:: What you are asked to do ::
Find each line in the items below that contains the word "panel" and copy those lines out in full.

:: Records shown ::
:::::

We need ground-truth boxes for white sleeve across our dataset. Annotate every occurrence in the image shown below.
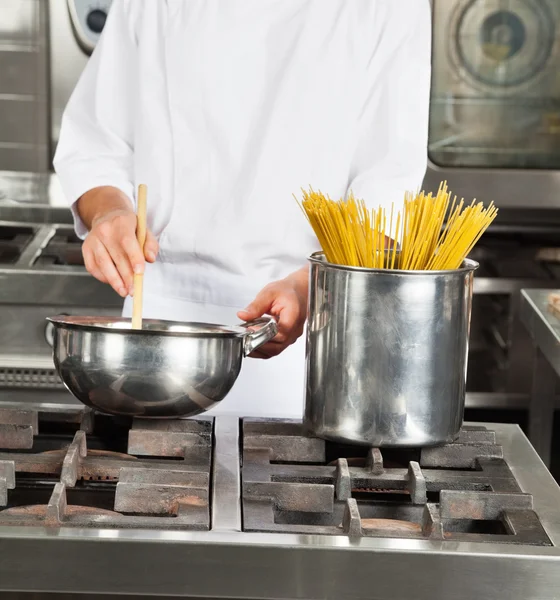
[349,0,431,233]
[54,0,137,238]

:::::

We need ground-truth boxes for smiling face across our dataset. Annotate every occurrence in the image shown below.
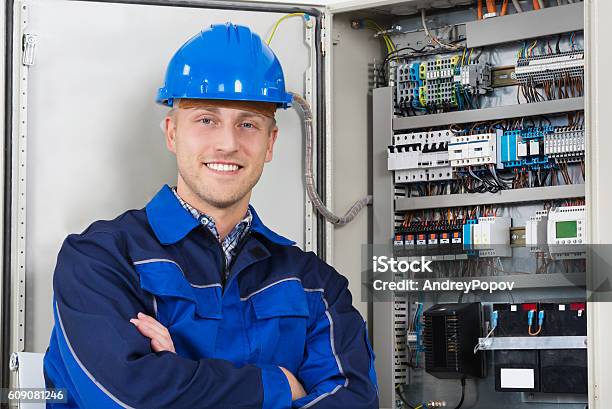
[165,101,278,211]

:::::

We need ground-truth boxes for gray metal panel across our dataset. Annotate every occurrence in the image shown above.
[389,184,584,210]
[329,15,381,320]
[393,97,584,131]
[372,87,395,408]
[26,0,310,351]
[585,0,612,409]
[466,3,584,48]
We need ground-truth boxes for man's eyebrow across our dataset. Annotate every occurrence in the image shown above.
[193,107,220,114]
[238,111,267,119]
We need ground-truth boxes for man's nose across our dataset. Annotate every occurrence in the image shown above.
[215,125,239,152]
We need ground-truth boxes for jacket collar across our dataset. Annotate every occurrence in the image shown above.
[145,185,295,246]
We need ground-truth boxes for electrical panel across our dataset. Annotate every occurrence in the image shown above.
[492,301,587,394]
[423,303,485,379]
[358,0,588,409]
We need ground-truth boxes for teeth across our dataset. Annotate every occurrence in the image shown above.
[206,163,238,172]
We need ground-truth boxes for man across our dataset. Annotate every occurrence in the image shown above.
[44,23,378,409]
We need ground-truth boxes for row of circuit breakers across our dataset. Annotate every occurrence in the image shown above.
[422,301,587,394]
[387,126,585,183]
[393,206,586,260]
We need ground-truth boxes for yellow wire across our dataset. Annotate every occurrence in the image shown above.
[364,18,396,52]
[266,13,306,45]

:::::

:: Exercise result ::
We need ground-truth boxes for gray metal panel across our dataset. Annotate every occurrence in the image shown above.
We need ground-truth boxes for electrical panel across our dataset. Annotate every occurrence in the image shown above.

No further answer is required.